> **EXERCISE TASK**
Reproduce every line of the records below, keeping each character unchanged, and omit the pictures.

> **SUPPLIED ENTRIES**

╭──

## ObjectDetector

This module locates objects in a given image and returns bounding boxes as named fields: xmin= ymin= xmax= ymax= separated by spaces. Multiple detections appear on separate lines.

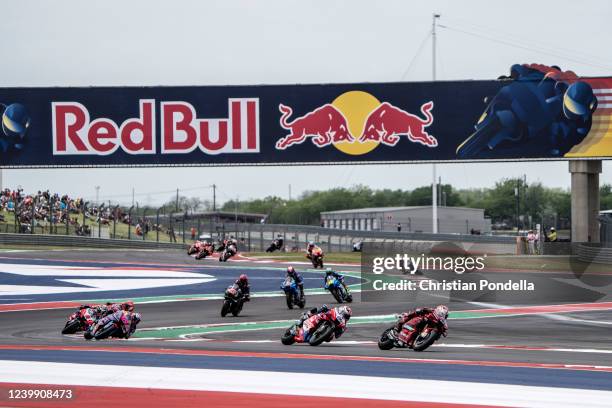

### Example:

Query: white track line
xmin=0 ymin=360 xmax=612 ymax=407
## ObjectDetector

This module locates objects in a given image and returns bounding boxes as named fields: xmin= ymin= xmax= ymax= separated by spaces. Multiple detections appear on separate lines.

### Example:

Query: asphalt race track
xmin=0 ymin=250 xmax=612 ymax=406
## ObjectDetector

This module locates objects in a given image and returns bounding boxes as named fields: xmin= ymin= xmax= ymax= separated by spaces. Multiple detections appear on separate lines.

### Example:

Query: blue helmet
xmin=2 ymin=103 xmax=30 ymax=151
xmin=563 ymin=81 xmax=597 ymax=119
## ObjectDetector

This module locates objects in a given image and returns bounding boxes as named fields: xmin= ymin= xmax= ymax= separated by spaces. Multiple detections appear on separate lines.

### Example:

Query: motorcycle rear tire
xmin=94 ymin=324 xmax=117 ymax=340
xmin=378 ymin=329 xmax=395 ymax=350
xmin=62 ymin=319 xmax=81 ymax=334
xmin=308 ymin=323 xmax=334 ymax=346
xmin=232 ymin=303 xmax=243 ymax=317
xmin=412 ymin=329 xmax=440 ymax=351
xmin=221 ymin=300 xmax=232 ymax=317
xmin=281 ymin=329 xmax=295 ymax=346
xmin=331 ymin=288 xmax=343 ymax=303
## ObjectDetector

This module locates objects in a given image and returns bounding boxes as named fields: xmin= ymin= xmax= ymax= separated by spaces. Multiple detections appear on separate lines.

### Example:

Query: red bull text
xmin=51 ymin=98 xmax=259 ymax=156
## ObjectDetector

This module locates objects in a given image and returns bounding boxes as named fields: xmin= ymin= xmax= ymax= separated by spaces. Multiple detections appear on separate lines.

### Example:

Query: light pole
xmin=431 ymin=13 xmax=440 ymax=234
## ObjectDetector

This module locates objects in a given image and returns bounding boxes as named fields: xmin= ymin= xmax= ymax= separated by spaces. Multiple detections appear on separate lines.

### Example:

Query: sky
xmin=0 ymin=0 xmax=612 ymax=205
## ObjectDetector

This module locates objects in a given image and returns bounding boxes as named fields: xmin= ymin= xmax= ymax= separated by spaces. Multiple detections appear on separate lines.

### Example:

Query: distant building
xmin=321 ymin=206 xmax=491 ymax=234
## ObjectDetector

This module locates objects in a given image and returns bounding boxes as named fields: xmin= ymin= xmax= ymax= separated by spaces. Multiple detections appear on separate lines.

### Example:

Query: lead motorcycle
xmin=187 ymin=241 xmax=204 ymax=255
xmin=281 ymin=308 xmax=346 ymax=346
xmin=221 ymin=284 xmax=245 ymax=317
xmin=324 ymin=275 xmax=353 ymax=303
xmin=83 ymin=312 xmax=140 ymax=340
xmin=62 ymin=306 xmax=100 ymax=334
xmin=378 ymin=316 xmax=444 ymax=351
xmin=196 ymin=244 xmax=214 ymax=259
xmin=219 ymin=244 xmax=238 ymax=262
xmin=281 ymin=276 xmax=306 ymax=309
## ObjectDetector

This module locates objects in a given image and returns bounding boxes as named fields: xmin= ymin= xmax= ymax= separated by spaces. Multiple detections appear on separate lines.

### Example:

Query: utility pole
xmin=431 ymin=13 xmax=440 ymax=234
xmin=212 ymin=184 xmax=217 ymax=212
xmin=234 ymin=196 xmax=238 ymax=224
xmin=514 ymin=179 xmax=521 ymax=233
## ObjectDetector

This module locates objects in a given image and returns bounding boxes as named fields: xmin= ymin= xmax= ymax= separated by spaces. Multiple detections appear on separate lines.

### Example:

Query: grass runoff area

╰──

> **ANSWER TO THIS TASK**
## ObjectDetector

This module locates objects in a given image and returns bounding boxes as named fields: xmin= ymin= xmax= ymax= separated by spaces. Multiple detections appear on separate lines.


### Example:

Query: white track line
xmin=0 ymin=360 xmax=612 ymax=407
## ObjectDetector

This module locates objects in a given image and returns bounding boxes as named fields: xmin= ymin= xmax= ymax= separated by spaces. Multiple detections appear on separate lines.

### Example:

Query: asphalt race track
xmin=0 ymin=250 xmax=612 ymax=406
## ObjectDetector

This module locates objects in a given image and returns bounding boxes as named fields: xmin= ymin= xmax= ymax= separated by spaces. Multiple detections appear on separate lines.

### Example:

Query: blue helmet
xmin=2 ymin=103 xmax=30 ymax=151
xmin=563 ymin=81 xmax=597 ymax=119
## ObjectDetector

This module locates objects in a given image and returns bounding boxes as named fields: xmin= ymin= xmax= ymax= separated by spaces. Multiple detections appear on separate lines.

### Example:

Query: motorcycle rear tire
xmin=94 ymin=324 xmax=117 ymax=340
xmin=378 ymin=329 xmax=395 ymax=350
xmin=62 ymin=319 xmax=81 ymax=334
xmin=308 ymin=323 xmax=334 ymax=346
xmin=232 ymin=303 xmax=243 ymax=317
xmin=412 ymin=329 xmax=440 ymax=351
xmin=221 ymin=300 xmax=232 ymax=317
xmin=281 ymin=329 xmax=295 ymax=346
xmin=331 ymin=288 xmax=343 ymax=303
## ObjectDetector

This module locates objects in a given image and returns bounding boxes as named fields: xmin= ymin= xmax= ymax= separated by spaces. Multiple detections appear on separate lines.

### Example:

Query: red bull text
xmin=51 ymin=98 xmax=259 ymax=156
## ObjectDetector

This module locates objects in a given image and returns bounding boxes as named fields: xmin= ymin= xmax= ymax= separated by spaces. Multiple detections appear on separate lines.

### Example:

Query: light pole
xmin=431 ymin=13 xmax=440 ymax=234
## ObjectDetector

This module locates objects in a given image and returns bounding boxes as named fields: xmin= ymin= xmax= ymax= separated by spaces. Multiple detections appear on separate lines.

### Example:

Query: sky
xmin=0 ymin=0 xmax=612 ymax=205
## ObjectDetector

This module locates objects in a given image and returns bounding boxes as named fields: xmin= ymin= xmax= ymax= separated by spaces. Multiple detections appear on separate lines.

### Example:

Query: distant building
xmin=321 ymin=206 xmax=491 ymax=234
## ObjectDetector

This module locates objects in a given image and returns bounding boxes as named fields: xmin= ymin= xmax= ymax= separated by spaces. Multiple detections appear on separate lines.

### Example:

Query: lead motorcycle
xmin=187 ymin=241 xmax=204 ymax=255
xmin=281 ymin=308 xmax=346 ymax=346
xmin=221 ymin=284 xmax=245 ymax=317
xmin=324 ymin=275 xmax=353 ymax=303
xmin=83 ymin=312 xmax=140 ymax=340
xmin=62 ymin=306 xmax=100 ymax=334
xmin=378 ymin=316 xmax=444 ymax=351
xmin=196 ymin=244 xmax=214 ymax=259
xmin=219 ymin=244 xmax=238 ymax=262
xmin=281 ymin=276 xmax=306 ymax=309
## ObjectDetector

This module locates objects in a given image and returns bounding boxes as named fields: xmin= ymin= xmax= ymax= separated by spaces. Multiple detections appear on separate lines.

### Example:

Query: utility pole
xmin=431 ymin=13 xmax=440 ymax=234
xmin=212 ymin=184 xmax=217 ymax=212
xmin=234 ymin=196 xmax=238 ymax=224
xmin=514 ymin=179 xmax=521 ymax=233
## ObjectDetector

This module locates objects in a given image and returns bounding boxes as named fields: xmin= ymin= xmax= ymax= separated by spaces. Multiple detections appear on separate lines.

### Example:

Query: grass runoff area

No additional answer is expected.